╔══
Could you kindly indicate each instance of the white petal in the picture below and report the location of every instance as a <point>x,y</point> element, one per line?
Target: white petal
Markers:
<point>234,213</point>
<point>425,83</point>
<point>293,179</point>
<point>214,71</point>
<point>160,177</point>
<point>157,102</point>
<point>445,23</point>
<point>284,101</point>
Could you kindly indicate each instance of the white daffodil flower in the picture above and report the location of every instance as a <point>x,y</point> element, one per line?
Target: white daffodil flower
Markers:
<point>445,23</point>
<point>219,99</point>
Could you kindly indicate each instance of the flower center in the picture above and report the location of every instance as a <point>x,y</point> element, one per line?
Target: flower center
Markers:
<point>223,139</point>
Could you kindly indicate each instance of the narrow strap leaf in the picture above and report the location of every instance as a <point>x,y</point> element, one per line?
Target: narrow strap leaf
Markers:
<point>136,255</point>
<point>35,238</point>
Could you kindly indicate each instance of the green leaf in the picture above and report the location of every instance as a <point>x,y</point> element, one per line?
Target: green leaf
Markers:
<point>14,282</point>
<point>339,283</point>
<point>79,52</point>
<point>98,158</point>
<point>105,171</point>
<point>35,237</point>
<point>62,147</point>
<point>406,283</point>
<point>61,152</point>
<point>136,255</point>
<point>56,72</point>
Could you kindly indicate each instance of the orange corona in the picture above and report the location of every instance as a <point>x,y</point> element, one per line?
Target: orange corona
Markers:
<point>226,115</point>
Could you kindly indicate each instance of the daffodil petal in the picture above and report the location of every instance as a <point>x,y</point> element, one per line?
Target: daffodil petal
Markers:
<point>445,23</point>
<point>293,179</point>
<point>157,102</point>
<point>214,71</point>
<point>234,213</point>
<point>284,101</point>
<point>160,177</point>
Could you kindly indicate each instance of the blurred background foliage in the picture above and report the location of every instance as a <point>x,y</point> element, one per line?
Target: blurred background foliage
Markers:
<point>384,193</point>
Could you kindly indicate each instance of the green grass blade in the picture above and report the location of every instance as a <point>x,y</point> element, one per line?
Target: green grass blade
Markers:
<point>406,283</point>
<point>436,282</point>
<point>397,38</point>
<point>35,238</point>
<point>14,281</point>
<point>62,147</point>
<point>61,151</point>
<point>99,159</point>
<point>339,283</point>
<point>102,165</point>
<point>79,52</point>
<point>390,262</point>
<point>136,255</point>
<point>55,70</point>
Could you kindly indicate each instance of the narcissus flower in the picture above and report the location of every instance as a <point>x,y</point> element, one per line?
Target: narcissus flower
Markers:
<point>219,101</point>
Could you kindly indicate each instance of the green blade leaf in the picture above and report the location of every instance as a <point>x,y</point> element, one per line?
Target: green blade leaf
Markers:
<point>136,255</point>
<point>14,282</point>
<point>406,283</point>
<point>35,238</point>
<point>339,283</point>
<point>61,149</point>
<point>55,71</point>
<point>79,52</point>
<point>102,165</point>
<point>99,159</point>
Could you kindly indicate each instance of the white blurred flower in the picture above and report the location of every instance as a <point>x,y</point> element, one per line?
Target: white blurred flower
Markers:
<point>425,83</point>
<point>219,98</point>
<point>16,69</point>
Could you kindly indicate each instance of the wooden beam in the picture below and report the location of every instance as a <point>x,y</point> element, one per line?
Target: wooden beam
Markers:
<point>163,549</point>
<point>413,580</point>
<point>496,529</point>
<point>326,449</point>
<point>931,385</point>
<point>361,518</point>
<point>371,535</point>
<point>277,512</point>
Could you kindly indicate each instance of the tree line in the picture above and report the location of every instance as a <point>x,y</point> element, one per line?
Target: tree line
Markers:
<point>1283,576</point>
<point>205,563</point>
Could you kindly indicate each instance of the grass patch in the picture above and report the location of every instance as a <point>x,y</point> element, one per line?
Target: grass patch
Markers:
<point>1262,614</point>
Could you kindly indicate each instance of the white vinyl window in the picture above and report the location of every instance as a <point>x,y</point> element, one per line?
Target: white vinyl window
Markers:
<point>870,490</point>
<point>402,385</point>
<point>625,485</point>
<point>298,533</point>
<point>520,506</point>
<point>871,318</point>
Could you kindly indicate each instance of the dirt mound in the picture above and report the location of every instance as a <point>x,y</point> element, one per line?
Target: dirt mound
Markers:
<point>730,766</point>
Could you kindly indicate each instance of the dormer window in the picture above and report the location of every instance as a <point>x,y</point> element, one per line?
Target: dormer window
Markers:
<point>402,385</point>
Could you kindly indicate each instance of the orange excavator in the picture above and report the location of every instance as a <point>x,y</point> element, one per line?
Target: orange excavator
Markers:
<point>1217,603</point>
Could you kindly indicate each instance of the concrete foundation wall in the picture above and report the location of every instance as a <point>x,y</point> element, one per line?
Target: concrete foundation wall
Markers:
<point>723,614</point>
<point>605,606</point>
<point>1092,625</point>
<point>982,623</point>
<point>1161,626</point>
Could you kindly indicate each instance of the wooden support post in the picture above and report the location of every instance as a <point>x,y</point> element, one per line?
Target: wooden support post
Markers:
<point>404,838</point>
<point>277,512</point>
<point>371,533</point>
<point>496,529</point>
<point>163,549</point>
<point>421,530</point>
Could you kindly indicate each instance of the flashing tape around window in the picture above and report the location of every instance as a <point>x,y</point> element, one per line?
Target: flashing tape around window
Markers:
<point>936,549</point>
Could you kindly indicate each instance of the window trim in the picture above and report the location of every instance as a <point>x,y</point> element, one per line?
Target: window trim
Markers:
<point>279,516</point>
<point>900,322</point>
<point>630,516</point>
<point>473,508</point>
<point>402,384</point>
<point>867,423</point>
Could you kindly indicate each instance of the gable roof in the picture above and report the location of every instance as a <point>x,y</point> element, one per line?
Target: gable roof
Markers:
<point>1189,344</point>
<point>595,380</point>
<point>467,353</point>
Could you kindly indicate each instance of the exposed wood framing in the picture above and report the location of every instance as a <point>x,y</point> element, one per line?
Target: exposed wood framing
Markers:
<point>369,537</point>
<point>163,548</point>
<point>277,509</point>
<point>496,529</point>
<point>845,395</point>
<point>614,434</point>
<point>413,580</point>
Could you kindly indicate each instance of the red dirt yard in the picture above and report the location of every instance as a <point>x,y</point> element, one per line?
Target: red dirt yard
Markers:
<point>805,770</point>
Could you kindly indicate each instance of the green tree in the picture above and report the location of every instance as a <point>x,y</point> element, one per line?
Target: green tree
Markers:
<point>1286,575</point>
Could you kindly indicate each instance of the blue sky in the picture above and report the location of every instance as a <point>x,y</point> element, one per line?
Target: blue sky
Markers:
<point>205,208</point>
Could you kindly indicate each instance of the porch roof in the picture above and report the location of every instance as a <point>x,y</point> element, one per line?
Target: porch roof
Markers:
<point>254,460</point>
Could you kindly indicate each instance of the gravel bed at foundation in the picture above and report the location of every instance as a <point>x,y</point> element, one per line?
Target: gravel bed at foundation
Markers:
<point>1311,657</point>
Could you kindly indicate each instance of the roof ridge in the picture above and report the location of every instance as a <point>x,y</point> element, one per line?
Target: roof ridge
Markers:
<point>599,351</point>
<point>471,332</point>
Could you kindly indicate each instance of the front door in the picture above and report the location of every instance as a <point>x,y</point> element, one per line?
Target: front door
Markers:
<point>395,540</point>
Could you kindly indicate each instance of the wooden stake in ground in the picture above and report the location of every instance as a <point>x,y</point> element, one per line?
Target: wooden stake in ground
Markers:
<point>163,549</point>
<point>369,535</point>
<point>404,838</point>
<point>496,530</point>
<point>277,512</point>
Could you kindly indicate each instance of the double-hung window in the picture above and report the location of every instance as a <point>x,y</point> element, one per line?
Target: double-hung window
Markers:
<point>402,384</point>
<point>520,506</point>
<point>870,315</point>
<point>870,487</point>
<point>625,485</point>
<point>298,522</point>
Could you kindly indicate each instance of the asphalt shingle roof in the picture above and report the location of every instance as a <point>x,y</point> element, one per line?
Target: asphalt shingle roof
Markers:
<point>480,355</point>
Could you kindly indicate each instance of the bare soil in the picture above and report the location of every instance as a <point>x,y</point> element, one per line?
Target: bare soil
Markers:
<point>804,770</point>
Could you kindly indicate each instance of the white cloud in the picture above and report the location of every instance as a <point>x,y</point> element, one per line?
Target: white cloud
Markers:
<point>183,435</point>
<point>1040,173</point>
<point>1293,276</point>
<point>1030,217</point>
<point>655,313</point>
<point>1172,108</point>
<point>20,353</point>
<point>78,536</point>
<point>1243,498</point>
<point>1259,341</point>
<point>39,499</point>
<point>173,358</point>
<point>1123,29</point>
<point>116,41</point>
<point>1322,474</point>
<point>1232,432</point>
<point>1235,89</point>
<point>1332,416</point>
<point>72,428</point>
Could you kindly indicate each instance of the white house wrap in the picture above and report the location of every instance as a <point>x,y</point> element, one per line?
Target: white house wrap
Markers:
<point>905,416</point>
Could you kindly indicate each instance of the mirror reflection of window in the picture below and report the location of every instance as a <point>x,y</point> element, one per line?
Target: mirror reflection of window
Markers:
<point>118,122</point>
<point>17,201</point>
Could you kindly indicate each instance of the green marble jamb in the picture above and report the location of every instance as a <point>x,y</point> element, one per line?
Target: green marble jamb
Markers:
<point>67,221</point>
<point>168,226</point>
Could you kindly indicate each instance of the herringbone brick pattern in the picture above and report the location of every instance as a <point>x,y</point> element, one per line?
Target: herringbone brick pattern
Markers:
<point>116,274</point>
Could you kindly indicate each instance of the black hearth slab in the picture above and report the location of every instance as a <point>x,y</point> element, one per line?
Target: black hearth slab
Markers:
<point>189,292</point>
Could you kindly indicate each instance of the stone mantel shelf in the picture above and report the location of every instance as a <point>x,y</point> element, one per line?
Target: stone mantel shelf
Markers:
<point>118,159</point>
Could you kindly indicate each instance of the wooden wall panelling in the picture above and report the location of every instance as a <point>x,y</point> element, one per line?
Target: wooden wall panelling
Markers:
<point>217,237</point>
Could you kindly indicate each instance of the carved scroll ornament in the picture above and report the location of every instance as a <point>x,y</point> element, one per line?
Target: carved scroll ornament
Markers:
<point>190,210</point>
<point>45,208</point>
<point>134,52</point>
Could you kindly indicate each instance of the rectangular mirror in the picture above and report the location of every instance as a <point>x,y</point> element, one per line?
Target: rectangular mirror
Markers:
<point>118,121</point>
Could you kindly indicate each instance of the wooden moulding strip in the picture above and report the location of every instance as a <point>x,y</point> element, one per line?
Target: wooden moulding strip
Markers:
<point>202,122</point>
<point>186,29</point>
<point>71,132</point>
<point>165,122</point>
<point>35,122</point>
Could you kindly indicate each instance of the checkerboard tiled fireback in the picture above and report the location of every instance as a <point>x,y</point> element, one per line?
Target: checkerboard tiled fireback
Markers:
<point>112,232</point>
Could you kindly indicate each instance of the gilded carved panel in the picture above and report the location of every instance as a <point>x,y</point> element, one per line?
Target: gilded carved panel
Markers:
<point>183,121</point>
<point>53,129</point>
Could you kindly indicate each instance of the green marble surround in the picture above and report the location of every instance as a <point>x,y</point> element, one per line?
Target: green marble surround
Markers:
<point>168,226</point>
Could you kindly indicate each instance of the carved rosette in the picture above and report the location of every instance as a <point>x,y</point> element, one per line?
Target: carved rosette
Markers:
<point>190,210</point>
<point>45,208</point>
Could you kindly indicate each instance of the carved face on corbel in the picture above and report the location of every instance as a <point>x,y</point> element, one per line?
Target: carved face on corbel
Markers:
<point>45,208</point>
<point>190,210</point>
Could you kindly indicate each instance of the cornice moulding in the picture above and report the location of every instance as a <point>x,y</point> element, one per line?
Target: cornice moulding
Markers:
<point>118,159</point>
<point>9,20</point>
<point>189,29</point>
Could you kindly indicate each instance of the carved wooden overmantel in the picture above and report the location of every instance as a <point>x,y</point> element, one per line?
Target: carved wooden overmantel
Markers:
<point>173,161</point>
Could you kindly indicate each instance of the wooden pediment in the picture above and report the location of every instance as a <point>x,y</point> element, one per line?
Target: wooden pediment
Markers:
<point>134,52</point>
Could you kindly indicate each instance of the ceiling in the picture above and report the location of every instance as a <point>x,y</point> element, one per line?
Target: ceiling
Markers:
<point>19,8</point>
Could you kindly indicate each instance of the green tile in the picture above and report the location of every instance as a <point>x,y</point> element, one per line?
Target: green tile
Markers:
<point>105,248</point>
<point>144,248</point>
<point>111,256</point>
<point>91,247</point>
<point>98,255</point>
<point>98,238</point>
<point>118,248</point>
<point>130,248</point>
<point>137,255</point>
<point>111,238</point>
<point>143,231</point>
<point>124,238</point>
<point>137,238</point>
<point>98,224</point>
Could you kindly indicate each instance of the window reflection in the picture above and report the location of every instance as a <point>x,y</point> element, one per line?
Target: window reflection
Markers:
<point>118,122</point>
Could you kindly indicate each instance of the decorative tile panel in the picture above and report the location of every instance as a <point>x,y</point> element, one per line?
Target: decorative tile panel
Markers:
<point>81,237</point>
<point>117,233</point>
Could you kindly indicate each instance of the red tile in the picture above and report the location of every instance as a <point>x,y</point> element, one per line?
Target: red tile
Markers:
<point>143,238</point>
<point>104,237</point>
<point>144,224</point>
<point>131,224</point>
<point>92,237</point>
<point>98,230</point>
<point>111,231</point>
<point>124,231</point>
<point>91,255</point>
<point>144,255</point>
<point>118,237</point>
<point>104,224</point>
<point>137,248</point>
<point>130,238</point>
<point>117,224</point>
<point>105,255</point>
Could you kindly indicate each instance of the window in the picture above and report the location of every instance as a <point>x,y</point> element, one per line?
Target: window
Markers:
╚══
**Task goal:** Tally the lines of the data that contain the string "double", and report nothing but the tally.

**Answer to the problem:** 2